- _AIM OF THE TASK_:
Reproduce verbatim every line of the data below, starting with the line that contains "Place a pin on every instance of the gramophone" and ending with the final line, both included. Leave the pictures out of your copy.

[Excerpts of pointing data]
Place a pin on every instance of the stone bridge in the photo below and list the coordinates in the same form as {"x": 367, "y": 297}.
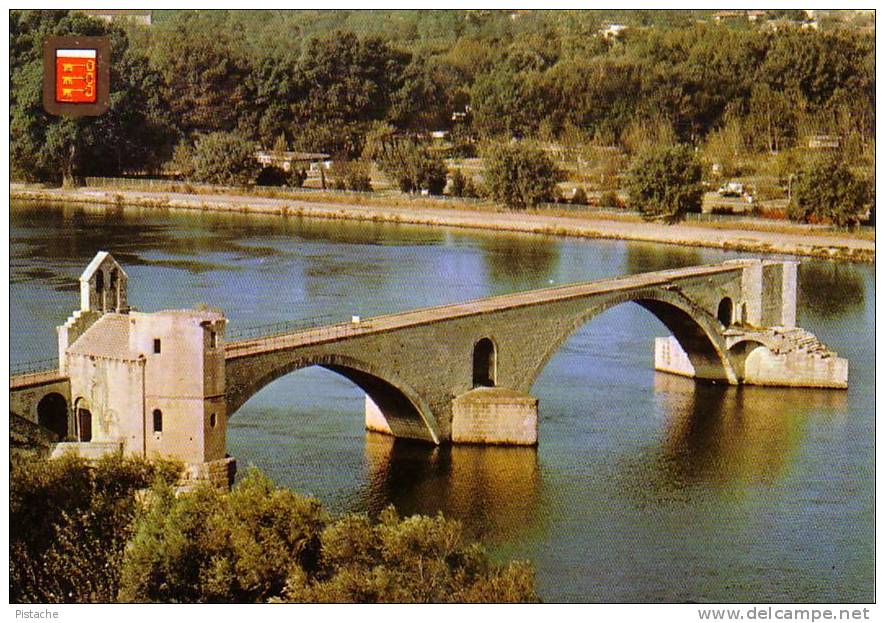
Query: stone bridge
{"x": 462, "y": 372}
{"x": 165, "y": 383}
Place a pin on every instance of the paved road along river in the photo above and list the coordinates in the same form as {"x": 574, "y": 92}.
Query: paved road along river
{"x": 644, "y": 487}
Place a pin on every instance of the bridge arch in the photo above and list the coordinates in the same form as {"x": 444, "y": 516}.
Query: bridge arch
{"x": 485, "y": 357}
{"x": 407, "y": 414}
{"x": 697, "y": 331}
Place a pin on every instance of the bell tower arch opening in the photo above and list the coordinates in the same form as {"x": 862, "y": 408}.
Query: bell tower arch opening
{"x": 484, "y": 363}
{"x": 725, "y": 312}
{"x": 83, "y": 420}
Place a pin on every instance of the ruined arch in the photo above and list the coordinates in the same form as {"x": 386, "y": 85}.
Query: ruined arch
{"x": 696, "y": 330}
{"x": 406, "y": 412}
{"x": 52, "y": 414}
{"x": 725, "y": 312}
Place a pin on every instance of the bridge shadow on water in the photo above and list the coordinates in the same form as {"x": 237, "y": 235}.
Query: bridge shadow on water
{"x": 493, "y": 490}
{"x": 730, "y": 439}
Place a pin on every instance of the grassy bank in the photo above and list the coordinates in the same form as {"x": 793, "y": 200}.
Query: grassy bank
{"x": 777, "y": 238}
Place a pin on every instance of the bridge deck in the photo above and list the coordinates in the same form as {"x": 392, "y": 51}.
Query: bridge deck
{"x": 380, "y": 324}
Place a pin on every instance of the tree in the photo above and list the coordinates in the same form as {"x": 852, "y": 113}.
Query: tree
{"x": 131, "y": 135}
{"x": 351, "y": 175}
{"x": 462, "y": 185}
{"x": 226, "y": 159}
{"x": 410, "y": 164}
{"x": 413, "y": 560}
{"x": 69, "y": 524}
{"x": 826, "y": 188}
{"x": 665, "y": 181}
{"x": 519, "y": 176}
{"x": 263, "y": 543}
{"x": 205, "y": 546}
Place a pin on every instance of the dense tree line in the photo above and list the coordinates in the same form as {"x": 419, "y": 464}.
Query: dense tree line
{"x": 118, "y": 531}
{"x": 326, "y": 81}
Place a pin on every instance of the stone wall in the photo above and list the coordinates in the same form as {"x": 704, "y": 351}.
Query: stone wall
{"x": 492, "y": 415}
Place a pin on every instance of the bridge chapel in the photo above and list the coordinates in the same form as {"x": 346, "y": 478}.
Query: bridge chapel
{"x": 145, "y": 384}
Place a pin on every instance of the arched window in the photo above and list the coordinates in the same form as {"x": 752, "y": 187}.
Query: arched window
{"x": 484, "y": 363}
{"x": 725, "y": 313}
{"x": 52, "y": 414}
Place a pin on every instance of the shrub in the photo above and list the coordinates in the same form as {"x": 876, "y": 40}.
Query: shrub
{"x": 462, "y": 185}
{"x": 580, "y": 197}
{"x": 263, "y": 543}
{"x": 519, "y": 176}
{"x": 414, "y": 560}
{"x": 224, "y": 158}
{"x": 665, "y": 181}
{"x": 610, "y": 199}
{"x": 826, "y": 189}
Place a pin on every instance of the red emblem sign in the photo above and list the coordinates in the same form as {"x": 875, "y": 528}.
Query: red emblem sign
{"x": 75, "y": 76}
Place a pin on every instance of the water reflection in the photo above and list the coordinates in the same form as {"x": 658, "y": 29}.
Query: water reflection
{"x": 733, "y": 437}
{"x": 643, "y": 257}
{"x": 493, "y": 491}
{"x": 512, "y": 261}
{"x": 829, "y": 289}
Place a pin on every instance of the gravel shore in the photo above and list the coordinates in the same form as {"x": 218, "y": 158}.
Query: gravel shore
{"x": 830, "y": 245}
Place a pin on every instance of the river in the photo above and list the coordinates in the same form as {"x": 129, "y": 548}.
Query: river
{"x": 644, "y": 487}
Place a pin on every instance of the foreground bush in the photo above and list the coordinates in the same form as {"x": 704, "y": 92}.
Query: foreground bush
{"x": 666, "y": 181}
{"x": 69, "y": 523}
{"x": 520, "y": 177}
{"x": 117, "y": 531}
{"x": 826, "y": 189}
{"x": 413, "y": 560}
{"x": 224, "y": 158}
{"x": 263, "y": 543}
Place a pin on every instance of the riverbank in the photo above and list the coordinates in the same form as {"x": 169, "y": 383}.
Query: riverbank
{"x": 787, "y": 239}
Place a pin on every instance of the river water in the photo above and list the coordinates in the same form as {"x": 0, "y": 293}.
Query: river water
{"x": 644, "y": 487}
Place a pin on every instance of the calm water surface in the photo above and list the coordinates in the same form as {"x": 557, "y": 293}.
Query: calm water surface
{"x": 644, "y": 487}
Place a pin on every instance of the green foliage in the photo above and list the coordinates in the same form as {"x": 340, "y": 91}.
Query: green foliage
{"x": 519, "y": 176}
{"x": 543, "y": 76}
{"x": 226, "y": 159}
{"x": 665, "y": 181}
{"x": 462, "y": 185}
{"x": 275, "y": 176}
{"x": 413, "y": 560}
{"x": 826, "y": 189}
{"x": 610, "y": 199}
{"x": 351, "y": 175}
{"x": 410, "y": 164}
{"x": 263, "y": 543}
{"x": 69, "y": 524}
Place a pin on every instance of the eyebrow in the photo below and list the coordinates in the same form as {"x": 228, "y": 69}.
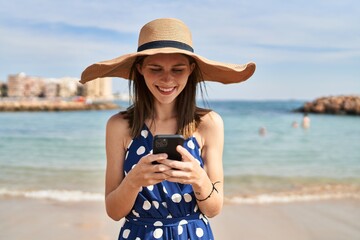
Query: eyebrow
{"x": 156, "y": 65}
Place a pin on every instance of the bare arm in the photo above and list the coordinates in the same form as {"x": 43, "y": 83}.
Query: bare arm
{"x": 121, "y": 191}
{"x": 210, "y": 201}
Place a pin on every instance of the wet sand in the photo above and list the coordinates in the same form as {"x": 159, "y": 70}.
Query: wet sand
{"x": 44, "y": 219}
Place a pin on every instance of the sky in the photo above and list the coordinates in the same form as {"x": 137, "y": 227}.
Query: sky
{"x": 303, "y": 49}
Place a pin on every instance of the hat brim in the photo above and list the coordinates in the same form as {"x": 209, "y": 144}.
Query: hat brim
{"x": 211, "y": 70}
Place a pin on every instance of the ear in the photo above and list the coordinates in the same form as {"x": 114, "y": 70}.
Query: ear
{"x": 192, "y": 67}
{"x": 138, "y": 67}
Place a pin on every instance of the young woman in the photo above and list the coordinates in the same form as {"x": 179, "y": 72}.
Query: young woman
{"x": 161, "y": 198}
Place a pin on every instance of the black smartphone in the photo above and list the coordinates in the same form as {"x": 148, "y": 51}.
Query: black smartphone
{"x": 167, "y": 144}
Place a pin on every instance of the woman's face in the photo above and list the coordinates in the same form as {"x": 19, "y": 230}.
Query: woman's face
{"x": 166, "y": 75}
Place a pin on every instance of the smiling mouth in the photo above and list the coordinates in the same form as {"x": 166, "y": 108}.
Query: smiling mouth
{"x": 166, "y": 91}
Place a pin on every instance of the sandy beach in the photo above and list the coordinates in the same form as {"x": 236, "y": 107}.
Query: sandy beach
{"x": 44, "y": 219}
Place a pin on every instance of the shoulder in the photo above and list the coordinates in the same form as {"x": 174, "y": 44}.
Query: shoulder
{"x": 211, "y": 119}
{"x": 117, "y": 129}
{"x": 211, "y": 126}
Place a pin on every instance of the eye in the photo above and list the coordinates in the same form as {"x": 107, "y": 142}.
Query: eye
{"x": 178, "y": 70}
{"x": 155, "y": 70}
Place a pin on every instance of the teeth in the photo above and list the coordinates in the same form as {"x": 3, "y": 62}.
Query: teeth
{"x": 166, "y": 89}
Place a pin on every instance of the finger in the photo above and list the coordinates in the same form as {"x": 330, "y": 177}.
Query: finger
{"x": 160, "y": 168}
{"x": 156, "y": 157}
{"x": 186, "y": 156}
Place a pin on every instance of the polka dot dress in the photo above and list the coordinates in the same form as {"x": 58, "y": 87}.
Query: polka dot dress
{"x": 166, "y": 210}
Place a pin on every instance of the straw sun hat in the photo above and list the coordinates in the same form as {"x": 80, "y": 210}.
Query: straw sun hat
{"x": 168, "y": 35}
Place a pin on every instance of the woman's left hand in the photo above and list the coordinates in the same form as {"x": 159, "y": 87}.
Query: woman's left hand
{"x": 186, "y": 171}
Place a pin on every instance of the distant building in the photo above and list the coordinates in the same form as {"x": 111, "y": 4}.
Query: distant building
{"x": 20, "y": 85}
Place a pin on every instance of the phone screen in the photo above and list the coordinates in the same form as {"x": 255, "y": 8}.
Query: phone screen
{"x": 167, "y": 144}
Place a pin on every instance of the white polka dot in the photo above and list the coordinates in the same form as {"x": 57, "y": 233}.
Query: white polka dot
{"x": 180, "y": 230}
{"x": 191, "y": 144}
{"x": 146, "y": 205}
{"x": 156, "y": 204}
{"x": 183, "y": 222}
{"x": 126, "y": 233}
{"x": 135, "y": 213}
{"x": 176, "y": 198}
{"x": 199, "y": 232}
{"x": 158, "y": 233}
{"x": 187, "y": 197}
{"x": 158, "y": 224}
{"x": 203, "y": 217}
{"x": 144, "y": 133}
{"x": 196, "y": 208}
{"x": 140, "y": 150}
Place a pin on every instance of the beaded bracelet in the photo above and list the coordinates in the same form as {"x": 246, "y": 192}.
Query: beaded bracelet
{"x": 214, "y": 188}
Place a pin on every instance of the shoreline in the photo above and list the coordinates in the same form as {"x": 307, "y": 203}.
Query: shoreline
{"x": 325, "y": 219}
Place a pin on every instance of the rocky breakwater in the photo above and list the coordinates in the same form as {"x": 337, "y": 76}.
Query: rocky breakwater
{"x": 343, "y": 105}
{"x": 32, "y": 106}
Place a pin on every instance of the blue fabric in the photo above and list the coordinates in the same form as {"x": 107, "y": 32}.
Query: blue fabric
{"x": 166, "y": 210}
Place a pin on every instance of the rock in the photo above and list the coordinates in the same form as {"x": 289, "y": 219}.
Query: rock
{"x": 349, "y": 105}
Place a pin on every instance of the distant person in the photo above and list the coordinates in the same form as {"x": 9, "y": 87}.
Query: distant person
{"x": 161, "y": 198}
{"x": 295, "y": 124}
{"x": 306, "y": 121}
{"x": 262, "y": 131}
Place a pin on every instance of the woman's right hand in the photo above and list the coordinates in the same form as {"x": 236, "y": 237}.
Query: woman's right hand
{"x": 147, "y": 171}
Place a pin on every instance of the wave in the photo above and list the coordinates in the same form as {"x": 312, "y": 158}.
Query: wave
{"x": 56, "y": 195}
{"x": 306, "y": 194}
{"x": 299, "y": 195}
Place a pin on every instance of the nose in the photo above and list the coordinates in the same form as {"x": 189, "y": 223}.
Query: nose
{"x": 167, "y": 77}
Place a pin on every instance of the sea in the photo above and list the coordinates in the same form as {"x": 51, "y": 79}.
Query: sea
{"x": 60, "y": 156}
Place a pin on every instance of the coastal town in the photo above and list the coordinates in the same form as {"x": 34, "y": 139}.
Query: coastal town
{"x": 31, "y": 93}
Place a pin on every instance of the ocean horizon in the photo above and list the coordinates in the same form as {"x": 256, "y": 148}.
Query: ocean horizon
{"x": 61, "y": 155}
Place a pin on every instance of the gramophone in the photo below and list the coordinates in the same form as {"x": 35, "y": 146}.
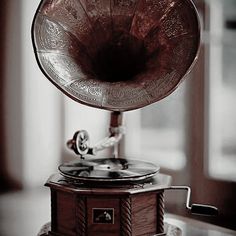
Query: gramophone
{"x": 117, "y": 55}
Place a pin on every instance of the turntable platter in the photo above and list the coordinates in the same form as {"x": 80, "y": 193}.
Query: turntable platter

- _RESULT OF THE TASK_:
Place a pin on every instance of the gramophone in the photo below and list the coordinates in the same form as {"x": 35, "y": 146}.
Query: gramophone
{"x": 117, "y": 55}
Place a pin on every instance of the turntable platter in the photo above and list the coordinates in the same form as {"x": 80, "y": 193}.
Query: turntable platter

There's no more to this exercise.